++++ RECORDS PROVIDED ++++

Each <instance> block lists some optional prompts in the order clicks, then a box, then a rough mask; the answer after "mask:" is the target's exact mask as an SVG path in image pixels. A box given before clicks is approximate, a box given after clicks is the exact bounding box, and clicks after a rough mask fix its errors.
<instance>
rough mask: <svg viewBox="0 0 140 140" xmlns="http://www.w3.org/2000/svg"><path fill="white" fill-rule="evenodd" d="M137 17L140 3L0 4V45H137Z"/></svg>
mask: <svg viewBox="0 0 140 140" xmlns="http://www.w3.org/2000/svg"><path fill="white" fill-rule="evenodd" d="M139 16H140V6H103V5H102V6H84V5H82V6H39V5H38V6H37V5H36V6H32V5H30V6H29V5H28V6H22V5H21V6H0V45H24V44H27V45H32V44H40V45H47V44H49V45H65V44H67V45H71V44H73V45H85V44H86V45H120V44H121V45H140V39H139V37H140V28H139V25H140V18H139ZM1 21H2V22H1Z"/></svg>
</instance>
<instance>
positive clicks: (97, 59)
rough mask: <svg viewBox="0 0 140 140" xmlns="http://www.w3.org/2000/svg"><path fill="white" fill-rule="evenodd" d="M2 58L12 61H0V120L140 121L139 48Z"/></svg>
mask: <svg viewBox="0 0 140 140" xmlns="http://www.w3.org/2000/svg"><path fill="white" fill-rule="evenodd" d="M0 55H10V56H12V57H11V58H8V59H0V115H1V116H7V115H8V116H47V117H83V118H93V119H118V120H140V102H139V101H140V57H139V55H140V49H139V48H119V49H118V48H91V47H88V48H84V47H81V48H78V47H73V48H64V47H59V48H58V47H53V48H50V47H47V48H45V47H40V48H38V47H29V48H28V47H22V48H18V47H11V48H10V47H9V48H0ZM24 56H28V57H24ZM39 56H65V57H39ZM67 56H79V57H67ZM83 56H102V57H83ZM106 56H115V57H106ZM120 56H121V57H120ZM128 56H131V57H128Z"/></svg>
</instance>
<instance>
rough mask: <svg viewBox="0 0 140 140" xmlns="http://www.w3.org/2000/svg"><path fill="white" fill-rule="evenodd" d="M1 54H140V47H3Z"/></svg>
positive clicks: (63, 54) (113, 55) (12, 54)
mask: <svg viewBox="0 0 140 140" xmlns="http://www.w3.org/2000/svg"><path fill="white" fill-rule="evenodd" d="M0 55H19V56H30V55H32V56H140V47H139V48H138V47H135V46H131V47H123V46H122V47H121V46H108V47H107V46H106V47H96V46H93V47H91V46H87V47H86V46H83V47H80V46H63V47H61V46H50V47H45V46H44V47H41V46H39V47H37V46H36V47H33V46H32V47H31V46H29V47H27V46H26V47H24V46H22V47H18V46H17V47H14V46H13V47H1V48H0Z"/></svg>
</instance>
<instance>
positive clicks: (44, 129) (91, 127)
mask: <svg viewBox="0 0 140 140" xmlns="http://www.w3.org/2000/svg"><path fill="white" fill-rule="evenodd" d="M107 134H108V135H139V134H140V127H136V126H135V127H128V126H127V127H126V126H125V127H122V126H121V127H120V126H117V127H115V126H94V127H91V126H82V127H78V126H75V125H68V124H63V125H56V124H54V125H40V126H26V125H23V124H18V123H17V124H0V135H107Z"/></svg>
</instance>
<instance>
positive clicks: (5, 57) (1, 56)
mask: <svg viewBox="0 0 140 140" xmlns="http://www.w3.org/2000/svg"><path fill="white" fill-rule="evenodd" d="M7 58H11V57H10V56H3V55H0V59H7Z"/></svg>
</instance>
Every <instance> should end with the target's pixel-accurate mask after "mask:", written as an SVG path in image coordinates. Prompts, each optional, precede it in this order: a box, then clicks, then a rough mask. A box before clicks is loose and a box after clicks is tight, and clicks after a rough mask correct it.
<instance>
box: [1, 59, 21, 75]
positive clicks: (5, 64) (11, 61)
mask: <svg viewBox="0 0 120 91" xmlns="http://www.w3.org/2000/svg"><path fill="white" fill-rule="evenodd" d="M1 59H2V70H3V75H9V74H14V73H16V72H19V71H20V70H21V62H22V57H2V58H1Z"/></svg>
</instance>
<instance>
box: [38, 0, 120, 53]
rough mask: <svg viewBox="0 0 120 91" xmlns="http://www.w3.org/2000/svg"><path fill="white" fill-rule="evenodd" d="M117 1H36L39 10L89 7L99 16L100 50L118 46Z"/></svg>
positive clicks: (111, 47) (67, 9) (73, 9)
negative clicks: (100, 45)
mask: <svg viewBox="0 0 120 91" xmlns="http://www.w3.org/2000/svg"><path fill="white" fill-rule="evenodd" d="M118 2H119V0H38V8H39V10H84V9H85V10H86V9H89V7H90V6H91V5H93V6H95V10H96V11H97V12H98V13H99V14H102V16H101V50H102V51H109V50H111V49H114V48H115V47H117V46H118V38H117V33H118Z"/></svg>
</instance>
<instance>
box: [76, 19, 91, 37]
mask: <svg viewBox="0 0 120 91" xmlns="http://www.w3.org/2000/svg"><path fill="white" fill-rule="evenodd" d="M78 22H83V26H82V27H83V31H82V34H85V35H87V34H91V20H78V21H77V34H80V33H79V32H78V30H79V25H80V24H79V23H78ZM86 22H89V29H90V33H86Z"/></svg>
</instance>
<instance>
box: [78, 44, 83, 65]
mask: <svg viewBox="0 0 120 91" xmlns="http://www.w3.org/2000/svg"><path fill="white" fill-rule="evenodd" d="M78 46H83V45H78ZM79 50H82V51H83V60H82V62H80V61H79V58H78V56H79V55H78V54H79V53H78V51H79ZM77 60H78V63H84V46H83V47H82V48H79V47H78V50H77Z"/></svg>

++++

• **EXERCISE PROMPT**
Every line from the one containing "negative clicks: (100, 45)" through the last line above should be retyped exactly; no other lines are wanted.

• **FINISHED EXERCISE**
negative clicks: (100, 45)
mask: <svg viewBox="0 0 120 91" xmlns="http://www.w3.org/2000/svg"><path fill="white" fill-rule="evenodd" d="M118 2H119V0H38V8H39V10H84V9H85V10H86V9H89V7H90V6H91V5H93V6H95V10H96V11H97V12H98V13H99V14H102V16H101V50H102V51H109V50H111V49H114V48H115V47H117V46H118V38H117V33H118Z"/></svg>
</instance>
<instance>
box: [76, 19, 91, 37]
mask: <svg viewBox="0 0 120 91" xmlns="http://www.w3.org/2000/svg"><path fill="white" fill-rule="evenodd" d="M78 22H83V26H82V27H83V31H82V34H85V35H87V34H91V20H78V21H77V34H80V33H79V32H78V30H79V25H80V24H79V23H78ZM86 22H89V29H90V33H86Z"/></svg>
</instance>
<instance>
box: [78, 44, 83, 65]
mask: <svg viewBox="0 0 120 91" xmlns="http://www.w3.org/2000/svg"><path fill="white" fill-rule="evenodd" d="M78 46H83V45H78ZM79 50H82V51H83V60H82V62H80V61H79V58H78V56H79V55H78V54H79V53H78V51H79ZM77 60H78V63H84V46H83V47H82V48H79V47H78V50H77Z"/></svg>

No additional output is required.